→ YOUR GOAL:
Send back every record word for word, with nothing missing.

....

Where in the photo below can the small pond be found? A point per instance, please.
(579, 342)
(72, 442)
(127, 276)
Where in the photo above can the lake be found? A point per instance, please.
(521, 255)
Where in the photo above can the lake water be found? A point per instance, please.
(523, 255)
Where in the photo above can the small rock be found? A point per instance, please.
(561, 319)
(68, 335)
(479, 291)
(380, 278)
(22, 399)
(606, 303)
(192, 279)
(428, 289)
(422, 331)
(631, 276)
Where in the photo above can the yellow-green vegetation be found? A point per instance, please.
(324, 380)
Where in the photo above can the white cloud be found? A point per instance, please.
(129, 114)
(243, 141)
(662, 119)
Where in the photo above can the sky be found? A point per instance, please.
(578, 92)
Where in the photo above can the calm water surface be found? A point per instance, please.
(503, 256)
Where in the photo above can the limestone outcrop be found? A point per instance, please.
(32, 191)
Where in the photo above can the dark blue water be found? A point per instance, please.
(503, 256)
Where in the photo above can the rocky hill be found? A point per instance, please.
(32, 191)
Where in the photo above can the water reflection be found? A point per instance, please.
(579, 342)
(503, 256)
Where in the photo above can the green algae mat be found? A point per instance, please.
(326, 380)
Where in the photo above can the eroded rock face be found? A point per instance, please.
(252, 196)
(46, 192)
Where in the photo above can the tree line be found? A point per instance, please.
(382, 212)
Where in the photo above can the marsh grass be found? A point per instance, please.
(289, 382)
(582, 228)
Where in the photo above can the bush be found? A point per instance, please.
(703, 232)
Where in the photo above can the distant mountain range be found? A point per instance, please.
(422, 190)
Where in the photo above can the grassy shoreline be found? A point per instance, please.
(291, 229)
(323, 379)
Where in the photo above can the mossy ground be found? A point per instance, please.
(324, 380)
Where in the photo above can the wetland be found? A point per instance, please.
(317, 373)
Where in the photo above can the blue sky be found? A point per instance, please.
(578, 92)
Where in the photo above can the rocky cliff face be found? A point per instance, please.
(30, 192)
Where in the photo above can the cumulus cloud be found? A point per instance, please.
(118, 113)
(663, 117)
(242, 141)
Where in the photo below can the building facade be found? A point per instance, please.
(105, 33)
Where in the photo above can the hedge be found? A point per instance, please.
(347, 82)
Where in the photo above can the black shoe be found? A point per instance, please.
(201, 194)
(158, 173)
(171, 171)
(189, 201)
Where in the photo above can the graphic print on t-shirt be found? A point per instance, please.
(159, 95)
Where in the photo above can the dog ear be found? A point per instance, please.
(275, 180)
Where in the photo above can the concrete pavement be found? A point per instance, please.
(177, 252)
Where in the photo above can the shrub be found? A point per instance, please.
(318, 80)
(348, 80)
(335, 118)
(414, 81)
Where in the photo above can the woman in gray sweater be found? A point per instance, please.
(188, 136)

....

→ TASK RESPONSE:
Where in the photo below can the small pond be found? A point per instance, please.
(579, 342)
(72, 442)
(127, 276)
Where in the photo above can the lake be found? A point per instance, please.
(521, 255)
Where in the photo above can the lake water be found? A point per instance, please.
(523, 255)
Where in the photo above can the small rock be found? A point per instance, please.
(561, 319)
(68, 335)
(479, 291)
(380, 278)
(22, 399)
(606, 303)
(192, 279)
(428, 289)
(422, 331)
(631, 276)
Where in the photo above can the yellow-green vegetation be found? A point per instance, please.
(324, 380)
Where in the photo above can the white cloud be found? A point per instance, please.
(129, 114)
(243, 141)
(662, 119)
Where in the photo above can the sky be found? A point per instance, please.
(578, 92)
Where in the photo above can the calm water surface be found? A point per instance, please.
(503, 256)
Where in the photo above can the limestone outcrop be found? A point per instance, please.
(32, 191)
Where in the photo above can the dark blue water be found? A point per instance, please.
(503, 256)
Where in the photo above can the rocky hill be found? A point per instance, please.
(32, 191)
Where in the photo above can the water reflection be found? A point per instance, please.
(579, 342)
(503, 256)
Where in the photo above can the green algae mat be found? A point per instance, please.
(326, 380)
Where in the photo above can the eroded rock face be found? A point per instance, please.
(252, 196)
(46, 192)
Where in the photo above can the tree line be found? A point per instance, please.
(382, 212)
Where in the photo above can the marsh grass be found? A point per instance, please.
(289, 382)
(582, 228)
Where in the photo above can the bush be found? A point per instance, please.
(703, 232)
Where in the photo above can the distant mountain range be found? A point per instance, please.
(422, 190)
Where in the photo above can the grassy shoreline be found? A point per instance, please.
(291, 229)
(323, 379)
Where in the photo above can the mossy ground be found? A point per instance, please.
(324, 380)
Where in the photo above can the wetland be found? A point per instance, please.
(317, 373)
Where in the photo above can the blue sky be found? A point per instance, please.
(578, 92)
Where in the photo above can the rocky cliff face be found? A point per instance, please.
(30, 192)
Where in the photo above can the cumulus cloud be found? A point per instance, please.
(118, 113)
(663, 117)
(242, 141)
Where in the photo below can the building facade be found? A point per instance, please.
(105, 33)
Where in the photo above can the hedge be found? A point per instance, please.
(347, 82)
Where in the photo above can the black shoe be found? A point per instance, please.
(201, 194)
(158, 173)
(171, 171)
(189, 201)
Where in the photo above can the graphic print on t-shirt be found? A point per instance, please.
(159, 95)
Where in the photo above can the dog ear be found? A point per instance, please.
(275, 180)
Where in the photo above can the concrete pavement be found? A point per instance, please.
(177, 252)
Where in the photo above can the shrub be found? A point per instance, please.
(318, 80)
(348, 80)
(335, 118)
(414, 81)
Where in the photo above can the woman in gray sweater be found? A point per instance, please.
(188, 136)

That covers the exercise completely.